The data below is to be repeated in full, exactly as shown.

_Referring expression pointing data_:
────────
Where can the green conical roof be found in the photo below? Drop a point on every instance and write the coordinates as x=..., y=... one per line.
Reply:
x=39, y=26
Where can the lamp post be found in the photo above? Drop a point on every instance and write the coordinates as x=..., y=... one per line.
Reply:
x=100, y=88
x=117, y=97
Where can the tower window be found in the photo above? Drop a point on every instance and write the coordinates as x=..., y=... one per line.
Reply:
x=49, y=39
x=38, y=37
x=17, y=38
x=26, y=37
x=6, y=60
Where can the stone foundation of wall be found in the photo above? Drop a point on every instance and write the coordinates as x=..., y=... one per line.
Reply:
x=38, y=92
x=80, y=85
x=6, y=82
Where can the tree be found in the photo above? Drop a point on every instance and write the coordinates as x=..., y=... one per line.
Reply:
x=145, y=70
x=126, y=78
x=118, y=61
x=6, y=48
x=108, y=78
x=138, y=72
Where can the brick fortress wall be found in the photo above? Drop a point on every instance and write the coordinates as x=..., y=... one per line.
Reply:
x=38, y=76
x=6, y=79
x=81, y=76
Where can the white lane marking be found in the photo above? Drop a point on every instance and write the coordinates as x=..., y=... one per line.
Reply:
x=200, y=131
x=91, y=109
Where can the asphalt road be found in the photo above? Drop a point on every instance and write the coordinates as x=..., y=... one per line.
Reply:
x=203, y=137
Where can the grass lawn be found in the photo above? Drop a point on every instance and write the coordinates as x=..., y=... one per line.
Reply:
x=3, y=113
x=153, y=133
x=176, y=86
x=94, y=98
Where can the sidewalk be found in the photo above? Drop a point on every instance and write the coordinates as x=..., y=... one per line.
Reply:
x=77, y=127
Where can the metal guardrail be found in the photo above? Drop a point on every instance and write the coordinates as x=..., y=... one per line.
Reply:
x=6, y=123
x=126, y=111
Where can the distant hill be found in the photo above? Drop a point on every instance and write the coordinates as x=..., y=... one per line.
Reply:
────────
_Task output_:
Where can the green conical roof be found in the photo below? Drop a point on every instance and write the coordinates as x=..., y=... one per line.
Reply:
x=39, y=26
Where can the lamp post be found in the photo above? Drop a point on every instance and write the coordinates as x=..., y=... one per line.
Reply:
x=100, y=88
x=117, y=97
Where can the tower window be found in the photo above? Drop a point on every instance and write the coordinates as x=..., y=... one per line.
Reply:
x=49, y=39
x=38, y=37
x=17, y=38
x=26, y=37
x=6, y=60
Where can the stone foundation of wall be found in the photo above? Drop a point on every instance and write the coordinates as x=..., y=... one per line.
Reply:
x=38, y=92
x=80, y=85
x=6, y=82
Where can the tree be found in the photo above? Drop a point on every instance and write the coordinates as x=..., y=... one per line.
Reply:
x=145, y=70
x=126, y=78
x=118, y=61
x=6, y=48
x=108, y=78
x=138, y=72
Where can the brick fortress wall be found in the photo above? Drop a point on every instance and write the coordinates as x=..., y=... one per line.
Reply:
x=38, y=76
x=6, y=79
x=81, y=76
Where can the white lane marking be found in the photo above? Drop a point on every instance and write the coordinates as x=..., y=... one per line.
Reply:
x=200, y=131
x=91, y=109
Where can the asphalt road be found in the photo above? Drop a point on every instance and write the coordinates as x=..., y=... one per line.
Reply:
x=203, y=137
Where can the grass lawn be found in the photo above? Drop a point on every instance and write the coordinates as x=..., y=... one per line.
Reply:
x=3, y=113
x=153, y=133
x=176, y=86
x=94, y=98
Where can the sidewalk be found in the photo above? Drop a point on every instance and write the coordinates as x=..., y=... one per line.
Reply:
x=77, y=127
Where can the metal guardrail be found in the photo above? Drop a point on every instance and write the coordinates as x=..., y=... one per line.
Reply:
x=6, y=123
x=126, y=111
Where can the distant hill be found in the photo above? Drop a point on every instance and write the coordinates as x=..., y=... one per line.
Reply:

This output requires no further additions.